[Point labeling dataset excerpts]

□ □ □ □ □

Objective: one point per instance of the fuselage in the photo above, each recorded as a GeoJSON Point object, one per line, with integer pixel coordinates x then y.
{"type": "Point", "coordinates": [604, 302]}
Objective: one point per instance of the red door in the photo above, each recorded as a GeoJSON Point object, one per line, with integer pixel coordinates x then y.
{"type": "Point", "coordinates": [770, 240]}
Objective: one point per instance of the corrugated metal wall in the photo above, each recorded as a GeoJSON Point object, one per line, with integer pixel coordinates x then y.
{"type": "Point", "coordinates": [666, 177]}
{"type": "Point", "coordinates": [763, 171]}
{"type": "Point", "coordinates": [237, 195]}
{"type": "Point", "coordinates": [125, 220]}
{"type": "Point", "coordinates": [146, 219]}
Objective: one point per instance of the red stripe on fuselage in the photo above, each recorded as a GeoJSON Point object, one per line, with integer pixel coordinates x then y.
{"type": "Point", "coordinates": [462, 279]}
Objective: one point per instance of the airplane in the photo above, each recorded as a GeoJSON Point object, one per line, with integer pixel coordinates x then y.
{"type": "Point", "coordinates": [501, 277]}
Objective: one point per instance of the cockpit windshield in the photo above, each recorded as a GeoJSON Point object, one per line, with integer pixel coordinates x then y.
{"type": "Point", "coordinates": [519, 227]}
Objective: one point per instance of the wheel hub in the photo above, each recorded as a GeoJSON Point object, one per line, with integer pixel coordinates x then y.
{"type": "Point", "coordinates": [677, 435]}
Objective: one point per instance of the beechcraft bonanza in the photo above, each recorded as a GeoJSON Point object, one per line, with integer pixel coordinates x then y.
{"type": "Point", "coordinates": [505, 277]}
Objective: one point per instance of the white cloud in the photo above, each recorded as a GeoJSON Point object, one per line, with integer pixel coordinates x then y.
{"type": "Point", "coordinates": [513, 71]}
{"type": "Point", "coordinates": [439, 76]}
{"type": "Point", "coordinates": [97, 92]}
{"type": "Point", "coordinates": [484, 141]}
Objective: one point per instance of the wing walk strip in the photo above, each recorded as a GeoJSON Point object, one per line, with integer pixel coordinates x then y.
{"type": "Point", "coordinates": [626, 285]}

□ □ □ □ □

Arrange every line of the rows above as a Markdown table with the columns "No." and "Line," numbering the lines in order and leaving out any blank lines.

## Written answer:
| No. | Line |
|---|---|
| 1 | Objective: one point per instance of the fuselage in the photo above, each recorded as a GeoJSON Point object, one per line, with integer pixel coordinates x then y. |
| 2 | {"type": "Point", "coordinates": [604, 302]} |
| 3 | Objective: one point per instance of the red door in the photo above, each recorded as a GeoJSON Point object, one per line, with integer pixel coordinates x then y. |
| 4 | {"type": "Point", "coordinates": [770, 240]} |
| 5 | Objective: one point per instance of the corrugated metal wall in the photo above, each recorded as a GeoJSON Point object, one per line, with integer pixel coordinates x then y. |
| 6 | {"type": "Point", "coordinates": [666, 177]} |
| 7 | {"type": "Point", "coordinates": [763, 171]} |
| 8 | {"type": "Point", "coordinates": [237, 195]} |
| 9 | {"type": "Point", "coordinates": [125, 220]} |
| 10 | {"type": "Point", "coordinates": [146, 219]} |
| 11 | Objective: one point per instance of the red stripe on fuselage in the photo above, each recorded as a GeoJSON Point object, one per line, with integer pixel coordinates x then y. |
| 12 | {"type": "Point", "coordinates": [462, 279]} |
| 13 | Objective: one point per instance of the airplane in the photo above, each recorded as a GeoJSON Point object, one per line, with integer pixel coordinates x then y. |
| 14 | {"type": "Point", "coordinates": [501, 277]} |
| 15 | Objective: one point per instance of the cockpit windshield in the photo above, each recorded as a GeoJSON Point object, one per line, with integer pixel coordinates x then y. |
| 16 | {"type": "Point", "coordinates": [519, 227]} |
| 17 | Objective: one point per instance of the wheel hub in the photo above, each recorded as a GeoJSON Point object, one per line, with integer pixel coordinates x then y. |
| 18 | {"type": "Point", "coordinates": [677, 435]} |
| 19 | Objective: one point per instance of the beechcraft bonanza in the photo above, each recorded as a GeoJSON Point object, one per line, with integer pixel coordinates x then y. |
| 20 | {"type": "Point", "coordinates": [505, 277]} |
| 21 | Objective: one point per instance of the white cloud in the photo above, each recorded as a GeoJSON Point object, one per line, with integer pixel coordinates x then y. |
| 22 | {"type": "Point", "coordinates": [513, 71]} |
| 23 | {"type": "Point", "coordinates": [439, 76]} |
| 24 | {"type": "Point", "coordinates": [97, 92]} |
| 25 | {"type": "Point", "coordinates": [484, 141]} |
| 26 | Objective: one point per instance of the wing walk strip in the photo above, each recorded as a GeoJSON Point object, one per line, with integer pixel coordinates x then y. |
| 27 | {"type": "Point", "coordinates": [626, 285]} |